Segment Start: Source extract
Three years ago, Truskett enlisted postdoctoral researchers Ryan Jadrich and Beth Lindquist to see if they could use these ideas to speed up discovery and transform the way research was conducted in the lab. This summer, their efforts paid off when they completed development of a new set of software tools that allows them to use machine learning to design new chemicals and materials. The tools provide an automated way to use data obtained from previous measurements or computer simulations to suggest the most promising directions for future research.

Tom Truskett, Ryan Jadrich, and Beth Lindquist, seated around round table, discussing and viewing laptopWhether we realize it or not, machine learning has become an inextricable part of our daily lives, enabling retailers to recommend online purchases and navigation apps to deliver the shortest route between two locations. However, given how research has traditionally been conducted, incorporating machine learning into fields like chemical engineering and materials science and engineering could be considered a paradigm shift, but it shouldn’t be perceived negatively, Truskett said.

“It would remove people from some tasks, but they would be the tasks that are less rewarding and that humans are frankly not as good at performing,” Truskett said. “In my mind, what machine learning is about is recognizing where computers can be effectively used to free up time and resources that are needed for creativity on the human side. We’re really at the beginning. No one knows what the future will bring, but it’s hard to imagine a world for certain companies where such methods won’t play a critical role in their research and development.”

The team’s machine learning tools are based on inverse design, an approach in which the end product is considered first.

“The idea is to start with the properties that you want the material to possess and then work backward to figure out how to make that possible,” Jadrich said.

They are using the technique to design structures — the arrangements of components that make up a material and give it its special properties, such as conductivity, optical properties or solubility, as well as performance, strength and resilience.

“Structures that we’ve targeted so far include materials with pores of specified size, shape and connectivity, as well of a variety of crystalline lattices,” Linquist said. “Once we have a set of targeted structures, we can use the machine learning technique to suggest what types of material systems are most likely to realize them. If all goes well, we can give researchers a map of how to best execute the design in their labs.”
Segment End: Source extract
**Task directions:** Reproduce the stretch of the machine-learning excerpt from "They are using" through "strength and resilience.", switching "conductivity" to "magnetism" wherever it occurs.
Segment Start: Dataset extract
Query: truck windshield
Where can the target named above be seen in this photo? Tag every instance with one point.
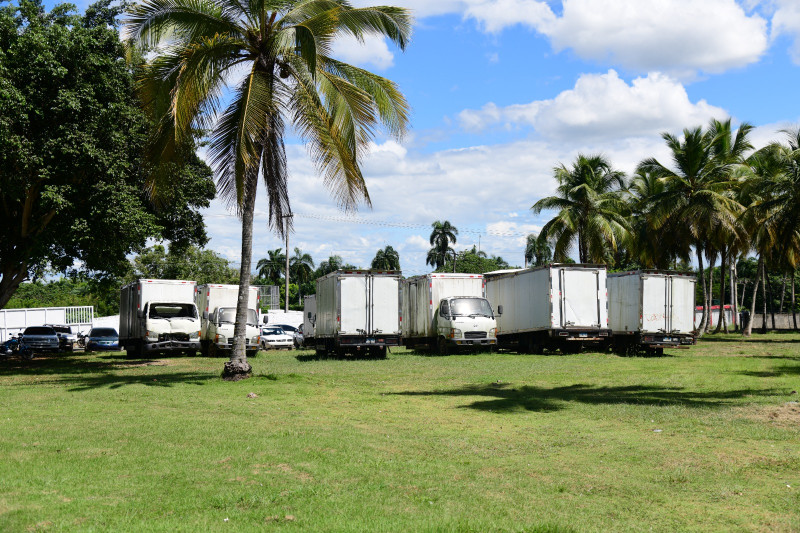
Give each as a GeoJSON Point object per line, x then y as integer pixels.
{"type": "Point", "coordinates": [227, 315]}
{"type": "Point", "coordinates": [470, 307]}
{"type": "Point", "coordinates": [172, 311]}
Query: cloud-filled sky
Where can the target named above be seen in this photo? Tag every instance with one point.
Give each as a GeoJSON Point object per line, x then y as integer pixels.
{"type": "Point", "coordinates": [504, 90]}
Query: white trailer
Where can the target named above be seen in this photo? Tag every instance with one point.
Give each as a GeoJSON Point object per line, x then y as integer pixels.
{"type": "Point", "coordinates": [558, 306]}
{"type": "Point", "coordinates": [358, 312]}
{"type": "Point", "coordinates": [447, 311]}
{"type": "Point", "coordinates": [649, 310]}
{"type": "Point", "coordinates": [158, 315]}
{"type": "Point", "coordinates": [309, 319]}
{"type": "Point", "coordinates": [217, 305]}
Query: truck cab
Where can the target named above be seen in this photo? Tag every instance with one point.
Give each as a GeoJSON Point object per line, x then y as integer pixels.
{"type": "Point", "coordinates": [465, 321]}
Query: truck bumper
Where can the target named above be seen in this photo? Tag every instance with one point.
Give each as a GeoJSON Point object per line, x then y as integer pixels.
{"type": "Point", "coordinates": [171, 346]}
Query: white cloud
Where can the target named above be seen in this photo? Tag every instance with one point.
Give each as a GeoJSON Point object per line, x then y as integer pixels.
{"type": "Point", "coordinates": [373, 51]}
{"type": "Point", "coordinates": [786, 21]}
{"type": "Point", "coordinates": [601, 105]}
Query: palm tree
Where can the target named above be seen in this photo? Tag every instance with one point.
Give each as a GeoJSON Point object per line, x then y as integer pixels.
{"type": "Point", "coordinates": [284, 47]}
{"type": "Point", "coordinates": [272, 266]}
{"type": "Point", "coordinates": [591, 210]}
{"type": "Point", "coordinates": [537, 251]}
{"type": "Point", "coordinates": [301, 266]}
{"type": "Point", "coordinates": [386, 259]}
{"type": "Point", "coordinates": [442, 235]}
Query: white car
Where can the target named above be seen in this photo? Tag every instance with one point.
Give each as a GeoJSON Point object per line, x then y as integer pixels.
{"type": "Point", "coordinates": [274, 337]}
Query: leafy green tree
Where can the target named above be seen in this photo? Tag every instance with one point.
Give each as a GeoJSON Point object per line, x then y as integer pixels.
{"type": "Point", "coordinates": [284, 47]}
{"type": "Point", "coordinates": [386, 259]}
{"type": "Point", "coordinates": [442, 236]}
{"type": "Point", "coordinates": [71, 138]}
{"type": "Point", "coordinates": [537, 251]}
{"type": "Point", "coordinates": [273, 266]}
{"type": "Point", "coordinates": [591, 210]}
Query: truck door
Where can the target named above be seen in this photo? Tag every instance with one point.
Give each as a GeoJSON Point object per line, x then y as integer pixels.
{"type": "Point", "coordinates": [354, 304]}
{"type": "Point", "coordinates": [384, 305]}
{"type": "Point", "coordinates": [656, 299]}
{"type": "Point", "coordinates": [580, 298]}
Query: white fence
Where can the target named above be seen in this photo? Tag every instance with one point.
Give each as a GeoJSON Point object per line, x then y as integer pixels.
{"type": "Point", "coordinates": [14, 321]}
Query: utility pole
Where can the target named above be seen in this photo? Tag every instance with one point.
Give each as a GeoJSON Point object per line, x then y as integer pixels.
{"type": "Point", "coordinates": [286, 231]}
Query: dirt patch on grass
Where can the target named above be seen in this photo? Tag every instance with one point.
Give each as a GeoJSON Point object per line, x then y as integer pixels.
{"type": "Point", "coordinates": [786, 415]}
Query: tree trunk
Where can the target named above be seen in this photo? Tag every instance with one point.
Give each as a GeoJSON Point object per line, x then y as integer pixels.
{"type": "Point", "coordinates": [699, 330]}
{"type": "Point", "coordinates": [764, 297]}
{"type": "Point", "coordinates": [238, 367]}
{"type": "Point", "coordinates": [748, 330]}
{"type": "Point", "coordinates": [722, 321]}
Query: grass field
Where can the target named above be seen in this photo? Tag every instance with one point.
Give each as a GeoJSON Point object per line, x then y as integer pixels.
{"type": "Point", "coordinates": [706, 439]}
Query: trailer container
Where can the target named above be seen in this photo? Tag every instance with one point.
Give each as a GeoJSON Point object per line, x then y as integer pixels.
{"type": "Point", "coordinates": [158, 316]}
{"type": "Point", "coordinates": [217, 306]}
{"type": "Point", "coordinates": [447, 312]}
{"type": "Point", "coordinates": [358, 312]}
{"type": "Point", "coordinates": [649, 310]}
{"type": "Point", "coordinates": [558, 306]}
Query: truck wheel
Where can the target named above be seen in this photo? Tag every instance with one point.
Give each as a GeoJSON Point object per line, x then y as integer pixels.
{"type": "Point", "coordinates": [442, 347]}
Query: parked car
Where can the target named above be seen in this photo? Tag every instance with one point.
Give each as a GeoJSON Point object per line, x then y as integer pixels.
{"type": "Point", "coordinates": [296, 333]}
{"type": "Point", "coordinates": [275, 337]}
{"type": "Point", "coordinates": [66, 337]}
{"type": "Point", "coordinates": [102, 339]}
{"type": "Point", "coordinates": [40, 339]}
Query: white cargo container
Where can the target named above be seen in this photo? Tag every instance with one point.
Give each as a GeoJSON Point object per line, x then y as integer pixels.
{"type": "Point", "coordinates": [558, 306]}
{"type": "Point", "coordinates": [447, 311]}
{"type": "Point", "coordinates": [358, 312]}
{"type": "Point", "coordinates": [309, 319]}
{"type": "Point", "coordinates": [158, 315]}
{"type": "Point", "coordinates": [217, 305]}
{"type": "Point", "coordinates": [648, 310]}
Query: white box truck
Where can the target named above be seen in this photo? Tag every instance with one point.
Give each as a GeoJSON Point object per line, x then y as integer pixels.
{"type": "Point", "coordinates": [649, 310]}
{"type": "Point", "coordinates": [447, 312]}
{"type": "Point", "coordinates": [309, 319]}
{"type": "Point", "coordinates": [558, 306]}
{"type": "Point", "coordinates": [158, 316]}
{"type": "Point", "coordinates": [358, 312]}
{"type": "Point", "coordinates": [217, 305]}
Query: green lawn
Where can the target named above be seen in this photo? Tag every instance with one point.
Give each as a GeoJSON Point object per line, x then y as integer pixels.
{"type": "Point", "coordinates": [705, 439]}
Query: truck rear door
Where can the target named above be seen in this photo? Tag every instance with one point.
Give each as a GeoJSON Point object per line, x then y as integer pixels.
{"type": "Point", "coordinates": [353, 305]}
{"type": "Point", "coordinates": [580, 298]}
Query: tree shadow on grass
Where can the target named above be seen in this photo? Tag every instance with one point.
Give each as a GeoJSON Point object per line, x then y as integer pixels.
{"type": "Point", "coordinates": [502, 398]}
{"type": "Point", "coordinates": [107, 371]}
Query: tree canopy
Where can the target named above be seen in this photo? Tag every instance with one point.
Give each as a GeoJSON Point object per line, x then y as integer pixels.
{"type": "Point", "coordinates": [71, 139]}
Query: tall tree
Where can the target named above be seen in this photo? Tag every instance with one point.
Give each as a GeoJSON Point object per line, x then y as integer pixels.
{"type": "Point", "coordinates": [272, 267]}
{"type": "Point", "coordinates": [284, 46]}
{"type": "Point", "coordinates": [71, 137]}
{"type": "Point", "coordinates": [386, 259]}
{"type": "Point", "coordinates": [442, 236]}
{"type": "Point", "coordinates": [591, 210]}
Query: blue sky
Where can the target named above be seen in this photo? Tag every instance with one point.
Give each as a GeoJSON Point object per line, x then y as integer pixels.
Segment End: Dataset extract
**Finished exercise:**
They are using the technique to design structures — the arrangements of components that make up a material and give it its special properties, such as magnetism, optical properties or solubility, as well as performance, strength and resilience.